Over-Diagnosing Students with Disability: A Legal Risk or an Educational Safeguard?
Articles & Publications
Educators face complex liability issues involving the Individuals with Disabilities Education Act (“IDEA”), § 504 of the Rehabilitation Act (“Rehabilitation Act”), and § 202 of the Americans with Disabilities Act (“ADA”). Segal McCambridge Philadelphia shareholder Megan E. Grossman and Philadelphia senior associate Ryan G. Gatto shared insight on this subject in "Over-Diagnosing Students with Disability: A Legal Risk or an Educational Safeguard?," published online by The Legal Intelligencer on November 12, 2013.

——

What is needed → Repeat the passage from the article on over-diagnosing students with disability exactly, starting at "Articles & Publications" and ending at "November 12, 2013.".

——

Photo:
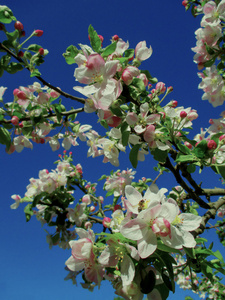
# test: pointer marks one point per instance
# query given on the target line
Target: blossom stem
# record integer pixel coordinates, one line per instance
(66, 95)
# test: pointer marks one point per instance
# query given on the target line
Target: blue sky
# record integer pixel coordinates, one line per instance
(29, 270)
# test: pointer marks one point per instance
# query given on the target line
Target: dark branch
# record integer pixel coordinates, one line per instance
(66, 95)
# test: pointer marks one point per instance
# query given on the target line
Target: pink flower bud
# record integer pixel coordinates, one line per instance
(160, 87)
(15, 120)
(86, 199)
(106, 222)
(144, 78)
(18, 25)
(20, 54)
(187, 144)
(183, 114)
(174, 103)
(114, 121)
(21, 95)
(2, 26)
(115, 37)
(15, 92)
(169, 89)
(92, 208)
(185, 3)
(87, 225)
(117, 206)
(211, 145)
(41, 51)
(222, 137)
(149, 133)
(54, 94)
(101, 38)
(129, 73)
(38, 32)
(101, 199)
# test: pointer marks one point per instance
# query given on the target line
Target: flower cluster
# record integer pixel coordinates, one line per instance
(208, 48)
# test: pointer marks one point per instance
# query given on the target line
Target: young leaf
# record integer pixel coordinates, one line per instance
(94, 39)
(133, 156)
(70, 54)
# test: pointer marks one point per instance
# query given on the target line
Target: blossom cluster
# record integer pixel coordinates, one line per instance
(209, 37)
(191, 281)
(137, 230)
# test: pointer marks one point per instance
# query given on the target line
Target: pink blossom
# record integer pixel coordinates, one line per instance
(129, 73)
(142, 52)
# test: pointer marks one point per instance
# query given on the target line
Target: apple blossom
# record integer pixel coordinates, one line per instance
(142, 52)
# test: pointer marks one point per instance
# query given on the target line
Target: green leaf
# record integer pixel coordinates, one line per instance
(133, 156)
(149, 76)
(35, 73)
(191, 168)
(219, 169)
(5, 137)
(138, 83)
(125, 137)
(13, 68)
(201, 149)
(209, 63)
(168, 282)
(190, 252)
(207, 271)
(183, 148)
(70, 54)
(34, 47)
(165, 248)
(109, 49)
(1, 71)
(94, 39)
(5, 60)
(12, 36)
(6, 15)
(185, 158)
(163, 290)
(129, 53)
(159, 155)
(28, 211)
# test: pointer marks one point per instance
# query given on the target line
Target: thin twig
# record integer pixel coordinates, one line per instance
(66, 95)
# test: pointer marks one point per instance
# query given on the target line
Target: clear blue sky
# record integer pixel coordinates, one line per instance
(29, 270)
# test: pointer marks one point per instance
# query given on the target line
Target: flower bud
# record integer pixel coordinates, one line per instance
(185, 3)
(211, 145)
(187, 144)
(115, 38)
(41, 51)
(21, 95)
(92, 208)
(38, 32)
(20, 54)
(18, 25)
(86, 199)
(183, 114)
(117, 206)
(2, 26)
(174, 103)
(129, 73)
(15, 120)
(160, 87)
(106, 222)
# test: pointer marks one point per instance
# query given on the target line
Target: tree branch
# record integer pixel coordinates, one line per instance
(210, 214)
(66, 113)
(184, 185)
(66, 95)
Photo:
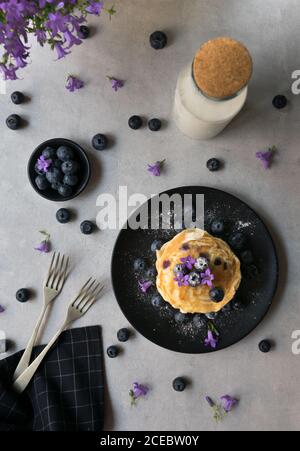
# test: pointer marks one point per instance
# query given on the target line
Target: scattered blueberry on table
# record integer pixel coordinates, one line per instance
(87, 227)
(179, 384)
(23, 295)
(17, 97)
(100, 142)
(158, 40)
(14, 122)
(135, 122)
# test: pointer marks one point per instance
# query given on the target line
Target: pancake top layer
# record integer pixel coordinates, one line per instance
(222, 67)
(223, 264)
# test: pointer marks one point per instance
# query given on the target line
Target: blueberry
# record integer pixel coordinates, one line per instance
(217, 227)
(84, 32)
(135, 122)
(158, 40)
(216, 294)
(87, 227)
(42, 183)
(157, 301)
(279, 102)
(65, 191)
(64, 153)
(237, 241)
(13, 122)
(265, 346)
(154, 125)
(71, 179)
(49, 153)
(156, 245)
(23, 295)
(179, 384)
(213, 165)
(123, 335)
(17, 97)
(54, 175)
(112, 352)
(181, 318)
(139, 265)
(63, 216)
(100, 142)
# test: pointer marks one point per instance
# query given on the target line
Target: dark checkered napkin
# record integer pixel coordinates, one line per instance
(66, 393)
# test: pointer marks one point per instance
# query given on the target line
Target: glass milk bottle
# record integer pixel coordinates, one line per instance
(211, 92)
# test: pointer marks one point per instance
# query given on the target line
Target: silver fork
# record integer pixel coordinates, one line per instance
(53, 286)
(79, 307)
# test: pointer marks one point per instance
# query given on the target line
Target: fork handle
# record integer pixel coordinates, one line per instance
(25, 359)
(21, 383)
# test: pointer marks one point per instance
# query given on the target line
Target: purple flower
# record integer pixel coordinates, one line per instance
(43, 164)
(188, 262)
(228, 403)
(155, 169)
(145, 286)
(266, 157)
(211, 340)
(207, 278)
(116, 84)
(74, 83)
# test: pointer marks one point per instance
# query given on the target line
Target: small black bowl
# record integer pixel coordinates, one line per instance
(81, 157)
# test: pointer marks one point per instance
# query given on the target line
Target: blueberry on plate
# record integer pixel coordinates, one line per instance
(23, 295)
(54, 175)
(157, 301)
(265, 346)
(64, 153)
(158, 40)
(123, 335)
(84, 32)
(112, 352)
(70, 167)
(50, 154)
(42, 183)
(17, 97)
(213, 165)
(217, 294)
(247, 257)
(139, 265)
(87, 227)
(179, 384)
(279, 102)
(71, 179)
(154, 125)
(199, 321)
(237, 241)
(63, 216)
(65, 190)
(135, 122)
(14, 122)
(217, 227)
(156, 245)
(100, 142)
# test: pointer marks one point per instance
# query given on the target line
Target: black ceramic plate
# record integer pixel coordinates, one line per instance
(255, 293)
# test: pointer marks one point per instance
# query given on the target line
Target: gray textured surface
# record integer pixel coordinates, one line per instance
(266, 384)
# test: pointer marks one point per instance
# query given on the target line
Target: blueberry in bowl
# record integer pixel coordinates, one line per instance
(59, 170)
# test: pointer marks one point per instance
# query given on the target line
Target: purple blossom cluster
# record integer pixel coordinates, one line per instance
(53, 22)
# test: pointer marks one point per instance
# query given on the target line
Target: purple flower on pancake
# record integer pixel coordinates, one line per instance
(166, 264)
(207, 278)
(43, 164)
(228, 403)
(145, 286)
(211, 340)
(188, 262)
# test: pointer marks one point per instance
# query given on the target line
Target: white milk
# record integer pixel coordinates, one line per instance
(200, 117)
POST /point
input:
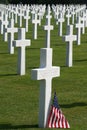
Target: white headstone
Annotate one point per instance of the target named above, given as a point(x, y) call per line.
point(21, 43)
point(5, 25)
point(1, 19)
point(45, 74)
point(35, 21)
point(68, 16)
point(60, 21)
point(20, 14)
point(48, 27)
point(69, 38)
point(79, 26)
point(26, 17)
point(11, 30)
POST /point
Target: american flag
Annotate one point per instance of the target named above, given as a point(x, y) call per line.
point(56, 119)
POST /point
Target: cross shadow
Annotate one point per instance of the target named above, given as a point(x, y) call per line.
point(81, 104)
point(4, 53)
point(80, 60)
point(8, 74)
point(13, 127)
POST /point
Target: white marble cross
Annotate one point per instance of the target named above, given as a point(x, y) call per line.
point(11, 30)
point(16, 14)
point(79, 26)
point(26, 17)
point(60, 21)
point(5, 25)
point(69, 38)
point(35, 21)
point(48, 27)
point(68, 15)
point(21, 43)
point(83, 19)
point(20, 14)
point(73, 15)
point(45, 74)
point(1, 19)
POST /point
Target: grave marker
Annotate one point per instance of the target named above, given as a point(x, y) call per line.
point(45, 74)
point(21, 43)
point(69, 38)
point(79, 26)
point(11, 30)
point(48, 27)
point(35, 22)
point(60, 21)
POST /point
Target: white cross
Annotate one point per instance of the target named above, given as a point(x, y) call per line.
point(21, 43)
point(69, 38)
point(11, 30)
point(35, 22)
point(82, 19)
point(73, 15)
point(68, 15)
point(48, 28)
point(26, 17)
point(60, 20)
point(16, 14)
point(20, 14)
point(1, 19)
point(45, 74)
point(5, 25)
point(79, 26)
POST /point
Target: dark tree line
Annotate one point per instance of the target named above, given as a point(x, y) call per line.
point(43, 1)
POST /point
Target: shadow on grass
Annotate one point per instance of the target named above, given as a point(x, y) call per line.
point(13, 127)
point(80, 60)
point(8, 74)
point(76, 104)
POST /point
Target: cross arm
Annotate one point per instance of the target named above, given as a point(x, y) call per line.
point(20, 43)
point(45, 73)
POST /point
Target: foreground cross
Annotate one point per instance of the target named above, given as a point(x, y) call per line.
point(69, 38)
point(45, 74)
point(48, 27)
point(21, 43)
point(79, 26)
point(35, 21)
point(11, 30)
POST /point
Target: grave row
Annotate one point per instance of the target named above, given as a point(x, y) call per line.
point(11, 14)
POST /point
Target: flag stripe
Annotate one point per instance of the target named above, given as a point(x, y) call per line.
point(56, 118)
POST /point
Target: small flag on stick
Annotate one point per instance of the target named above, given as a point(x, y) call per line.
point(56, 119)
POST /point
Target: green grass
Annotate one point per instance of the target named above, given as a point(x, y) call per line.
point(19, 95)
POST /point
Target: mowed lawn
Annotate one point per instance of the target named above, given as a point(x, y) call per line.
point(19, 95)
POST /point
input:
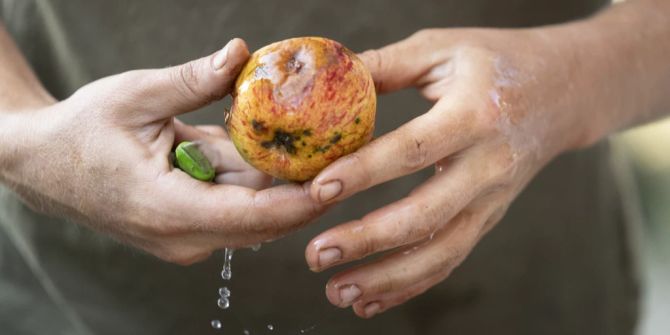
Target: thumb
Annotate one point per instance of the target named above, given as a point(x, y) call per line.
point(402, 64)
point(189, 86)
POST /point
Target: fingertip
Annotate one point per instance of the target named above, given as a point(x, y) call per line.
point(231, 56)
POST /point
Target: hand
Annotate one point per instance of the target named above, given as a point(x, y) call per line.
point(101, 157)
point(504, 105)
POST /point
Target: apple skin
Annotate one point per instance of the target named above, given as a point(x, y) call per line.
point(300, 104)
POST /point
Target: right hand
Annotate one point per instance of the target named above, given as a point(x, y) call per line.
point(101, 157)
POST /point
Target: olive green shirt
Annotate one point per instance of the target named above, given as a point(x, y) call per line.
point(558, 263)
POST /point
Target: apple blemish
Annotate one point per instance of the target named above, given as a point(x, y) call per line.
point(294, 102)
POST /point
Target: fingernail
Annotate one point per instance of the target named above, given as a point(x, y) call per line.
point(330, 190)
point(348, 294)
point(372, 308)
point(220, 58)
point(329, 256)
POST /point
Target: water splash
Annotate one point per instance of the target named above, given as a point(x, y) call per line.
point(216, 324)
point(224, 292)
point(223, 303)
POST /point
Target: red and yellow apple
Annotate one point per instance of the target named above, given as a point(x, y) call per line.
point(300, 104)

——

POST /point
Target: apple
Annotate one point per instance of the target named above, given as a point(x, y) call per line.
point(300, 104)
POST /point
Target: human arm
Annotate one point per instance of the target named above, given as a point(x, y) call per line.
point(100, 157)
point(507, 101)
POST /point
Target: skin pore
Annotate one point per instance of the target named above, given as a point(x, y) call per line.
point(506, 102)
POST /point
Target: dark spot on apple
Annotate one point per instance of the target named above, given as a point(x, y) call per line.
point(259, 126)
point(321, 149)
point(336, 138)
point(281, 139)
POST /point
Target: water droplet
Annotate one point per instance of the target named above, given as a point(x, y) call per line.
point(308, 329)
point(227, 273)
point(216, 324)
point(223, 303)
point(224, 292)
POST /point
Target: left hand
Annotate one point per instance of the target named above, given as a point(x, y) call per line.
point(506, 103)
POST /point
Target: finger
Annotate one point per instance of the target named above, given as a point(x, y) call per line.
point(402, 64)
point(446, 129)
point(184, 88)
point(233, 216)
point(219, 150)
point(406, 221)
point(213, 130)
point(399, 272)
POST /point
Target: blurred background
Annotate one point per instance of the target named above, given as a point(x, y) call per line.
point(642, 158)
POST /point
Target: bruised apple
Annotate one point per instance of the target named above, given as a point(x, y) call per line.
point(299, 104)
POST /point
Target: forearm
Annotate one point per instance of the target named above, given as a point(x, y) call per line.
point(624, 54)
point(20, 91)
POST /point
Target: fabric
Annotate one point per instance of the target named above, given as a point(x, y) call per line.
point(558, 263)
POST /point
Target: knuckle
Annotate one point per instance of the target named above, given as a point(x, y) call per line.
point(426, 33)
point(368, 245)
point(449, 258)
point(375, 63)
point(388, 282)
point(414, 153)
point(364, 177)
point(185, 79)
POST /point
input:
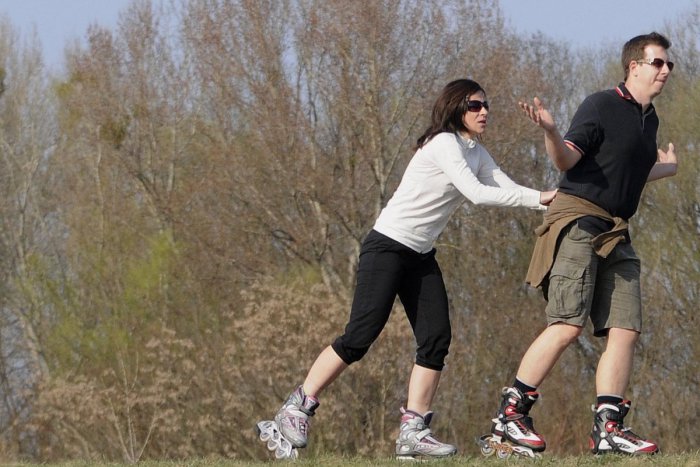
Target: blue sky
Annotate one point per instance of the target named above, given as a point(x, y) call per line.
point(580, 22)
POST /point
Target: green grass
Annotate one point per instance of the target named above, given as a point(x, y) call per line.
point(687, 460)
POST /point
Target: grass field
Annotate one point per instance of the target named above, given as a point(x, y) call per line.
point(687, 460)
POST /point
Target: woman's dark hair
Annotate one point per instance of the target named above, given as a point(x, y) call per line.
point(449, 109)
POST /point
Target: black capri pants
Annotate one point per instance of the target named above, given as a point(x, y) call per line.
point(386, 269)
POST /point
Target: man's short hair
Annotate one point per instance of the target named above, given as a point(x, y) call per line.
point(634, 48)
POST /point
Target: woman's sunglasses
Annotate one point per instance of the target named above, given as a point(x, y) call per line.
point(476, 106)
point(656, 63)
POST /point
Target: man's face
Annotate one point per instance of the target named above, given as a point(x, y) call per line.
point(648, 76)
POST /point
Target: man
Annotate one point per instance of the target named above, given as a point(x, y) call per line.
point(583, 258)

——

Your response →
Articles & Publications
Educators face complex liability issues involving the Individuals with Disabilities Education Act (“IDEA”), § 504 of the Rehabilitation Act (“Rehabilitation Act”), and § 202 of the Americans with Disabilities Act (“ADA”). Segal McCambridge Philadelphia shareholder Megan E. Grossman and Philadelphia senior associate Ryan G. Gatto shared insight on this subject in "Over-Diagnosing Students with Disability: A Legal Risk or an Educational Safeguard?," published online by The Legal Intelligencer on November 12, 2013.